Rewrite the entries below, changing each "innermost" to "central" and keeping all other text the same.

• • •

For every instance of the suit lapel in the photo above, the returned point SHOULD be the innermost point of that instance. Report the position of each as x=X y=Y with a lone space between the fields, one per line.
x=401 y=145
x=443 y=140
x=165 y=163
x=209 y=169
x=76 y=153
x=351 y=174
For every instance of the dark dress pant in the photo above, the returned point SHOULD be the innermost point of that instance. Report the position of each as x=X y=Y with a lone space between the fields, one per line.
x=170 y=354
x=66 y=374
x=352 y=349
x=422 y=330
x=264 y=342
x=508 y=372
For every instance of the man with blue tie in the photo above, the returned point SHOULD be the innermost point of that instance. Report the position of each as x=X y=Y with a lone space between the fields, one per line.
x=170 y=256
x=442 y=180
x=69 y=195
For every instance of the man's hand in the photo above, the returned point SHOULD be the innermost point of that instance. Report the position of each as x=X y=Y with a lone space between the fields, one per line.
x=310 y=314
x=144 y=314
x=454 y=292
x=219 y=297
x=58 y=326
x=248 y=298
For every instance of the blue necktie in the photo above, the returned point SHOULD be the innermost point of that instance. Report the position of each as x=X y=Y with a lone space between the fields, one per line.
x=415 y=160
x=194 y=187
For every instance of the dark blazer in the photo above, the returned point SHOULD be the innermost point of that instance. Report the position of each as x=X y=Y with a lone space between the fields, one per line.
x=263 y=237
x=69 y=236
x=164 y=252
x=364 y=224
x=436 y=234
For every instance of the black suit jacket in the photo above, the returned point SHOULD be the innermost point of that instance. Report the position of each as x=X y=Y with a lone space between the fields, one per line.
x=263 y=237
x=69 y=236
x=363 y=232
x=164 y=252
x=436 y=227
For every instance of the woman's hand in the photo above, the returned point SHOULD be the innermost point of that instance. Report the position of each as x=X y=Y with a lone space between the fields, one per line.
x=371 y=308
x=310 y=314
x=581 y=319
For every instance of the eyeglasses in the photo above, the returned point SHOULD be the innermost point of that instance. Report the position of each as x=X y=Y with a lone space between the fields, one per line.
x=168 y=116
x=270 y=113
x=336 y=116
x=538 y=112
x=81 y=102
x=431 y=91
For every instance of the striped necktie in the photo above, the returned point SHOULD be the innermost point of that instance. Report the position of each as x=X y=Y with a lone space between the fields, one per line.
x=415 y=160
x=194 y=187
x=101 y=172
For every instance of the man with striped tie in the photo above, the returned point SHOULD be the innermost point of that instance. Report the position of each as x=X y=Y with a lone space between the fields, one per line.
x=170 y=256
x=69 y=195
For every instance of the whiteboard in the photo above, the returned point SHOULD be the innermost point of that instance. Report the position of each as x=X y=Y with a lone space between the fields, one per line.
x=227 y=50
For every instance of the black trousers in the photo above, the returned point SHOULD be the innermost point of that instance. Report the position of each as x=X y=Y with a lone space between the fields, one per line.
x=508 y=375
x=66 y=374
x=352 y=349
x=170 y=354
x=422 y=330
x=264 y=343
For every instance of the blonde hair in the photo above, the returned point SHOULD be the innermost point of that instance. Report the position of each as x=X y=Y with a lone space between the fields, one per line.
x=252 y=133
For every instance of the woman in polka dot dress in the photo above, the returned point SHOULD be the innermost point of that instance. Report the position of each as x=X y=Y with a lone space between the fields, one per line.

• • •

> [Output of the exercise]
For every instance of the suit lapel in the photo above, the returned point SHOULD be the central point of that instance. Report the position of each as x=X y=Y with a lone space between the fields, one per line.
x=401 y=145
x=443 y=140
x=165 y=163
x=209 y=169
x=76 y=153
x=351 y=174
For every instance of the dark dress pant in the photo above, the returned point SHOULD be the central point of that instance. Report the position of each as x=X y=Y with a lone space between the fields, one per line.
x=170 y=354
x=66 y=374
x=352 y=349
x=422 y=330
x=264 y=342
x=508 y=372
For every instance of the man with blue tie in the photo above, the returned point SHOULD be the central point of that instance. Report the position of each as x=X y=Y with a lone space between the fields, one per line.
x=170 y=256
x=442 y=180
x=69 y=195
For every instance of the man's hand in the photo above, the returned point SHOULD be the central point of that instance. Report the position of each as x=X y=Y with a lone space between the fields, one per line.
x=310 y=314
x=144 y=314
x=454 y=292
x=219 y=297
x=58 y=326
x=248 y=298
For every instance of the blue necktie in the photo above, the returned point SHOULD be the central point of that instance. Report the position of each as x=X y=Y with a lone space between the fields, one per line.
x=415 y=160
x=194 y=187
For every instance of the dark blazer in the photo above, the returned point SHOULD be the central point of that instance. Report the position of each as x=X y=Y with a lone space between the fields, one per line.
x=263 y=237
x=69 y=236
x=164 y=252
x=364 y=224
x=436 y=234
For every instance of the black suit jacket in the photo above, the returned point SHOULD be the central point of that instance. Report the position of each as x=X y=Y with a lone space between the fields, one per line.
x=263 y=237
x=69 y=236
x=363 y=232
x=164 y=252
x=436 y=227
For every instance of the woman's hand in the photo above, the returned point SHOULD be the central point of that instance. Report the position of each as x=X y=Y with a lone space between the fields, one per line.
x=371 y=308
x=310 y=314
x=581 y=319
For every instance of the eyeglasses in the photo above, the returned point SHOULD be the central point of that instance. Report the position of each as x=X y=Y with a lone space between the fields, one per line.
x=168 y=116
x=270 y=113
x=336 y=116
x=538 y=112
x=81 y=102
x=431 y=91
For every instance of the striped necktie in the photo above, the returned point SHOULD be the central point of that instance. Report the position of each as x=X y=Y with a lone space between the fields, one per line.
x=415 y=160
x=194 y=187
x=101 y=172
For every instance of the man with striped tie in the photo above, the returned point SHOULD be the central point of that instance. Report the position of each as x=X y=Y with a lone space between the fields, one per line.
x=170 y=256
x=69 y=195
For every instance of the whiteboard in the photo above, the returned point SHOULD be the central point of that instance. Report the position of each as x=X y=Y with a lone space between the fields, one per line.
x=227 y=50
For every instance of the black trousers in the photo above, the returned point SHOULD be the central point of that instance. Report the position of each as x=X y=Y with a lone space between the fields, one per line.
x=508 y=375
x=66 y=374
x=352 y=349
x=170 y=354
x=422 y=330
x=264 y=343
For every instance of the blonde hair in the photo above, the returned point SHOULD be the central point of that instance. Report the position of each as x=X y=Y with a lone space between the fields, one per line.
x=252 y=133
For every instance of the woman in polka dot dress in the photo above, the returned point SHOULD be the central point of that instance. Report the position of each as x=X y=Y with a lone space between the fields, one per line.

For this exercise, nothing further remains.